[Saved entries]
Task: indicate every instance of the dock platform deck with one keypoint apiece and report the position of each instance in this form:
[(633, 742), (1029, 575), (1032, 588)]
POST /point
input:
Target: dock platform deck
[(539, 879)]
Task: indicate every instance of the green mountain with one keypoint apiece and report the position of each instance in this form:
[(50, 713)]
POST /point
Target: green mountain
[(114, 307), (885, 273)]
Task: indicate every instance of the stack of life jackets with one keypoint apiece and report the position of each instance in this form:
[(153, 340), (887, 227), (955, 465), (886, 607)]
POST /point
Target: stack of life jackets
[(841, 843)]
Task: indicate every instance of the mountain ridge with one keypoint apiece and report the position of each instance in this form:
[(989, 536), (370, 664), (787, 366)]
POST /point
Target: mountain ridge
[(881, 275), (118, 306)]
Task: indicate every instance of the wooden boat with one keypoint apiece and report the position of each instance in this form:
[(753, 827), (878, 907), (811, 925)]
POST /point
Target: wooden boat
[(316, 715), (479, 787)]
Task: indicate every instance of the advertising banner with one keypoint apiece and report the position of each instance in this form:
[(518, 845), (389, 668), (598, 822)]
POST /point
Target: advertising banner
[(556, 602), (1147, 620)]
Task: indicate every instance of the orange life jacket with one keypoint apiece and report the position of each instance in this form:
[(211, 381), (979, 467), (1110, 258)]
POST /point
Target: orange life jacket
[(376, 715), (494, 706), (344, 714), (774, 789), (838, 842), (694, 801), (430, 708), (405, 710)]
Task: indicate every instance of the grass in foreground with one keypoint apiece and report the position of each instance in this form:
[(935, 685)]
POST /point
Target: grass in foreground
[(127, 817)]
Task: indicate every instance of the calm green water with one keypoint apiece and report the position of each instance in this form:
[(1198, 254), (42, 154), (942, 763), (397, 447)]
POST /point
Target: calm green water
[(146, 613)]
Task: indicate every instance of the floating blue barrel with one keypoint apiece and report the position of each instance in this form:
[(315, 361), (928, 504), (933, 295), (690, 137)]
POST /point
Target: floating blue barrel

Task objective
Restate the entries above. Match them exactly.

Completed task
Task: indicate every instance of the dock platform deck with one keypoint apiece and report the position of each instance in this form:
[(633, 742), (1029, 575), (1032, 588)]
POST /point
input:
Target: dock platform deck
[(539, 879)]
Task: indicate every instance of the green mountain with one keypoint apiece and report the position of each instance in this form:
[(50, 713)]
POST /point
Target: green mountain
[(114, 307), (885, 273)]
Task: indicate every instance of the stack of life jackets with one keypoint apiece and report the position of each instance in this form:
[(153, 340), (887, 227), (955, 465), (886, 607)]
POST /point
Target: stack of life jackets
[(841, 843)]
Task: indicate every instance of the mountain ridge with one keypoint apiece and report the position of each instance in this form:
[(989, 536), (370, 664), (787, 366)]
POST /point
Target: mountain ridge
[(881, 275), (118, 306)]
Task: indicate every instance of the wooden boat with one keypoint apiece and report the position of each instance in this form:
[(753, 827), (878, 907), (811, 925)]
POST /point
Target: wooden boat
[(316, 715), (479, 787)]
Task: indicate every instance of the advertising banner with one keypoint apiece and report the position of each instance in this form:
[(518, 845), (389, 668), (598, 822)]
POST /point
Target: advertising banner
[(556, 602), (1147, 620)]
Task: indicate every instance of the orange life jacket with one keypoint apiece and report the position of each instance in this form:
[(211, 381), (979, 467), (1110, 258)]
POST /point
Target: orange life jacket
[(376, 715), (494, 706), (344, 714), (774, 789), (838, 842), (694, 801), (430, 708), (405, 710)]
Task: indicate every instance of the grass in foreground with one keypoint apiece and report the position of each instance in this form:
[(935, 685)]
POST /point
Target: grass in foreground
[(127, 817)]
Task: indicate every instance of the calm green water with one keypoint apiece and report the position of each instance in this form:
[(1198, 254), (42, 154), (942, 763), (397, 447)]
POST /point
Target: calm green water
[(146, 613)]
Task: indicate every instance of the floating blue barrel with one keypoint apiece and report the position of each instance in this form:
[(315, 361), (928, 504), (933, 295), (690, 137)]
POST /point
Target: floating blue barrel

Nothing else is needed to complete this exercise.